**Aim of the task**.
Quote each of the entries below word for word, but leave out the pictures.

----

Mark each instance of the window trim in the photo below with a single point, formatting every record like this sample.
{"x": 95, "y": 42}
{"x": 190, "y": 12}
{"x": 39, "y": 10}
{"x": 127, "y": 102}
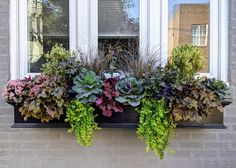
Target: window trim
{"x": 18, "y": 37}
{"x": 153, "y": 32}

----

**Complete output**.
Mark each instance of the window trim in the photo below with a single point, formatting every record like this sample.
{"x": 95, "y": 42}
{"x": 190, "y": 12}
{"x": 39, "y": 10}
{"x": 127, "y": 102}
Target: window trim
{"x": 18, "y": 37}
{"x": 153, "y": 32}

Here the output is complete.